* _TEXT EXCERPT_:
-- start --

Mississippi State University

 


President Malcolm Portera

FROM STEPHEN D. LEE TO MALCOLM PORTERA:
A LEGACY OF LEADERSHIP

photos by Fred Faulk

Mississippi State will become the region's leading land-grant university in undergraduate instruction and a top-50 public research university while expanding service to the state, President Malcolm Portera said in recent inaugural ceremonies.

Portera, the 16th president to lead the university since 1878, was formally installed in Feb. 6 campus ceremonies.

Portera said that the university's ambitious goals for the next several years make up what he called the "Leadership for the 21st Century Initiative." The plan covers priorities in teaching, research, and service and other areas such as campus life, financial and physical resources, and intercollegiate athletics.

The Leadership for the 21st Century priorities were developed in consultation with university and state leaders during his first 13 months in office, Portera said. He succeeded former president Donald Zacharias on Jan. 1, 1998.

"We will become a top-50 research university and we will seek to join such prestigious institutions as the University of Illinois, Indiana University, the University of Michigan, and Penn State as a Carnegie Foundation Research I institution," Portera said.

-- end --

(Segmentation labeling entries)
-- start --

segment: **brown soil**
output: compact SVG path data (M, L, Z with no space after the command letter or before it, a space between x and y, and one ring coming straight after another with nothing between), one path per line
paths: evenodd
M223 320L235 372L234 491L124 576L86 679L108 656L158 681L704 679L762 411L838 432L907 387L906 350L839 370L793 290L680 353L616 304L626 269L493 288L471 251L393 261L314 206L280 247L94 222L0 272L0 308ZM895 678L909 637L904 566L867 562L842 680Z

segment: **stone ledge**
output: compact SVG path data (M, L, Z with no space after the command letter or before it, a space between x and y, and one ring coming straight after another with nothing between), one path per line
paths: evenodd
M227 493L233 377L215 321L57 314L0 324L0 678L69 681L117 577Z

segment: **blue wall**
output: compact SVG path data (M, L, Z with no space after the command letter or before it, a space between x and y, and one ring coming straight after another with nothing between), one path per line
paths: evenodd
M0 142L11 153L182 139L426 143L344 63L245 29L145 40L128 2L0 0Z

-- end --

* _REQUIRED TASK 1_:
Answer these questions about the Mississippi State inauguration article:
(a) Who took the photos?
(b) On what date was Portera formally installed?
(c) Whom did Portera succeed as president, and on what date?
* _REQUIRED TASK 2_: Rewrite the listing as a JSON list of strings, one per line with blank lines omitted, from the line with "segment: **stone ledge**" up to and including the end of the listing.

* _TASK SOLUTION 1_:
(a) Fred Faulk
(b) Feb. 6
(c) Donald Zacharias, on Jan. 1, 1998

* _TASK SOLUTION 2_:
[
  "segment: **stone ledge**",
  "output: compact SVG path data (M, L, Z with no space after the command letter or before it, a space between x and y, and one ring coming straight after another with nothing between), one path per line",
  "paths: evenodd",
  "M227 493L233 377L215 321L57 314L0 324L0 678L69 681L117 577Z",
  "segment: **blue wall**",
  "output: compact SVG path data (M, L, Z with no space after the command letter or before it, a space between x and y, and one ring coming straight after another with nothing between), one path per line",
  "paths: evenodd",
  "M0 142L11 153L182 139L426 143L344 63L245 29L145 40L128 2L0 0Z"
]